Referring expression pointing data
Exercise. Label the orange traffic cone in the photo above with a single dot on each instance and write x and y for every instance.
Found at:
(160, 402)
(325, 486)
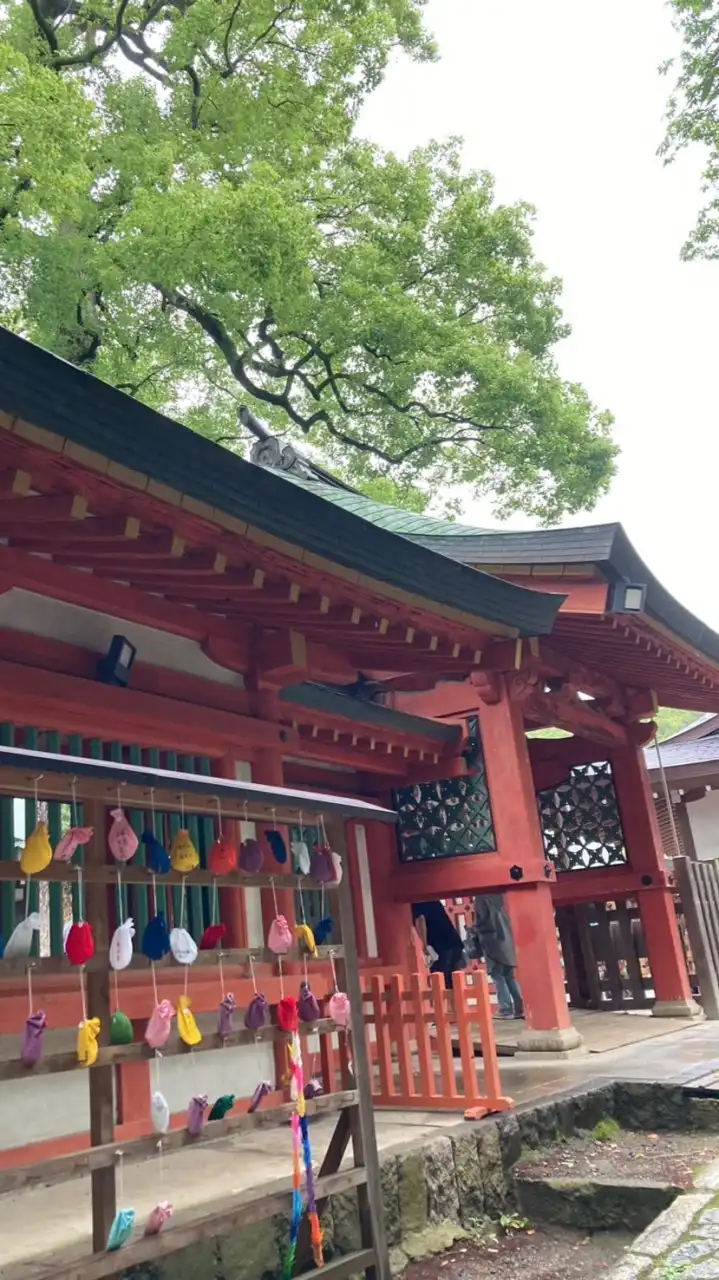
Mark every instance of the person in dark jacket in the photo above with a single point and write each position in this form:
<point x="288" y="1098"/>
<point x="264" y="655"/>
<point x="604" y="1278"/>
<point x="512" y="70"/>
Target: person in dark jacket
<point x="495" y="945"/>
<point x="438" y="932"/>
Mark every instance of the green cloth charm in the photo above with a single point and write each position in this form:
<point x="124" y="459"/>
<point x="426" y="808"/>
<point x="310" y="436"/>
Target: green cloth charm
<point x="120" y="1029"/>
<point x="221" y="1106"/>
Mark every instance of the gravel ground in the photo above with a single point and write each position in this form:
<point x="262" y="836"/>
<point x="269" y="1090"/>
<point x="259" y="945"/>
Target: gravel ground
<point x="667" y="1157"/>
<point x="549" y="1253"/>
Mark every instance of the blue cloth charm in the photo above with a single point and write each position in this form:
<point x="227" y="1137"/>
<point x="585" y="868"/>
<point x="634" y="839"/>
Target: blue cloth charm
<point x="156" y="855"/>
<point x="155" y="938"/>
<point x="122" y="1229"/>
<point x="324" y="929"/>
<point x="276" y="844"/>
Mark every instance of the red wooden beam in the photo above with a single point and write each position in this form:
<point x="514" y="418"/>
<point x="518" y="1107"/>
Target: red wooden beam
<point x="59" y="583"/>
<point x="72" y="705"/>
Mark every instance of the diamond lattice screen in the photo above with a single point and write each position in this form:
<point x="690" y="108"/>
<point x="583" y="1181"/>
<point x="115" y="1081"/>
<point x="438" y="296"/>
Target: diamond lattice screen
<point x="449" y="818"/>
<point x="580" y="821"/>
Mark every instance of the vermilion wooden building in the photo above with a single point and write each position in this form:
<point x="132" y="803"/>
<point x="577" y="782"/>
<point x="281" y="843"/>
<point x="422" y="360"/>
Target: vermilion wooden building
<point x="262" y="599"/>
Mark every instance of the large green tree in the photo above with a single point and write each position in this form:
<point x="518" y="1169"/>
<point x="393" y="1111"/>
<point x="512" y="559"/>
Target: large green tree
<point x="187" y="210"/>
<point x="694" y="110"/>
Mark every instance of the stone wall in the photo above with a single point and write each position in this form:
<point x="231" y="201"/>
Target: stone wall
<point x="442" y="1189"/>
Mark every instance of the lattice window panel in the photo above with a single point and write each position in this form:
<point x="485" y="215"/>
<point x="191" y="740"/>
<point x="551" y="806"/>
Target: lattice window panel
<point x="580" y="821"/>
<point x="450" y="818"/>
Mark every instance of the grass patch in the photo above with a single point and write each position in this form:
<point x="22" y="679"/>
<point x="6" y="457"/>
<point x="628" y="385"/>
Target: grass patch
<point x="607" y="1130"/>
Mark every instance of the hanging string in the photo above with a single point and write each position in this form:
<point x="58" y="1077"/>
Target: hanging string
<point x="276" y="913"/>
<point x="120" y="1175"/>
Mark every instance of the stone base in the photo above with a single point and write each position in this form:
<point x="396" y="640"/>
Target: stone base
<point x="559" y="1042"/>
<point x="677" y="1009"/>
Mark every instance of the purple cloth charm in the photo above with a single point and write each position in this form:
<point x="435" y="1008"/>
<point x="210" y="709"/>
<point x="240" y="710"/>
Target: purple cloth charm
<point x="197" y="1114"/>
<point x="276" y="844"/>
<point x="225" y="1025"/>
<point x="321" y="865"/>
<point x="257" y="1013"/>
<point x="307" y="1005"/>
<point x="250" y="856"/>
<point x="260" y="1092"/>
<point x="32" y="1038"/>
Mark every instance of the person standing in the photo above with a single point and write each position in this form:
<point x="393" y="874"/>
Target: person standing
<point x="436" y="932"/>
<point x="495" y="942"/>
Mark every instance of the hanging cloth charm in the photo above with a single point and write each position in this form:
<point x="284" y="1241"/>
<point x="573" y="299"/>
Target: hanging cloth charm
<point x="225" y="1022"/>
<point x="259" y="1096"/>
<point x="123" y="1223"/>
<point x="160" y="1024"/>
<point x="19" y="944"/>
<point x="307" y="1005"/>
<point x="221" y="1106"/>
<point x="197" y="1114"/>
<point x="257" y="1014"/>
<point x="187" y="1027"/>
<point x="155" y="938"/>
<point x="87" y="1047"/>
<point x="160" y="1112"/>
<point x="37" y="853"/>
<point x="250" y="856"/>
<point x="183" y="854"/>
<point x="32" y="1038"/>
<point x="122" y="839"/>
<point x="120" y="945"/>
<point x="160" y="1215"/>
<point x="120" y="1028"/>
<point x="306" y="938"/>
<point x="71" y="841"/>
<point x="156" y="856"/>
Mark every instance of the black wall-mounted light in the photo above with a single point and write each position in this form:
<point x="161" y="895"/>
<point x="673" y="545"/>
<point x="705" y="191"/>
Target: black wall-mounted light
<point x="628" y="598"/>
<point x="115" y="667"/>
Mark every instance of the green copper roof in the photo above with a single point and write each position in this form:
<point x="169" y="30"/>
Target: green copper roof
<point x="393" y="519"/>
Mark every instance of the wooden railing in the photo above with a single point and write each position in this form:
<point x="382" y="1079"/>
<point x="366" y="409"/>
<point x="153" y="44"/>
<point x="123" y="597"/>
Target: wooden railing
<point x="429" y="1047"/>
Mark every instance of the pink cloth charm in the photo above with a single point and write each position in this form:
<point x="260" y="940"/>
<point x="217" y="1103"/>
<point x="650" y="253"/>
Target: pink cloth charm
<point x="72" y="840"/>
<point x="279" y="938"/>
<point x="32" y="1038"/>
<point x="158" y="1031"/>
<point x="158" y="1217"/>
<point x="225" y="1025"/>
<point x="197" y="1114"/>
<point x="338" y="1009"/>
<point x="122" y="839"/>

ABOUT THIS TASK
Copy the lines above exactly, beginning at the line containing "Target: green copper roof" and stopping at the last line.

ANSWER SECTION
Target: green copper roof
<point x="393" y="519"/>
Mark every instance of the wooden railing in the photo above with a single point and write each position in this form:
<point x="382" y="1079"/>
<point x="366" y="409"/>
<point x="153" y="44"/>
<point x="123" y="597"/>
Target: wooden railing
<point x="429" y="1047"/>
Mark every instance of the pink cloth charm in the photo above with a single point and write each position in this form:
<point x="260" y="940"/>
<point x="217" y="1103"/>
<point x="650" y="253"/>
Target: pink cloth charm
<point x="72" y="840"/>
<point x="279" y="938"/>
<point x="32" y="1038"/>
<point x="158" y="1031"/>
<point x="158" y="1217"/>
<point x="225" y="1025"/>
<point x="197" y="1114"/>
<point x="338" y="1009"/>
<point x="122" y="839"/>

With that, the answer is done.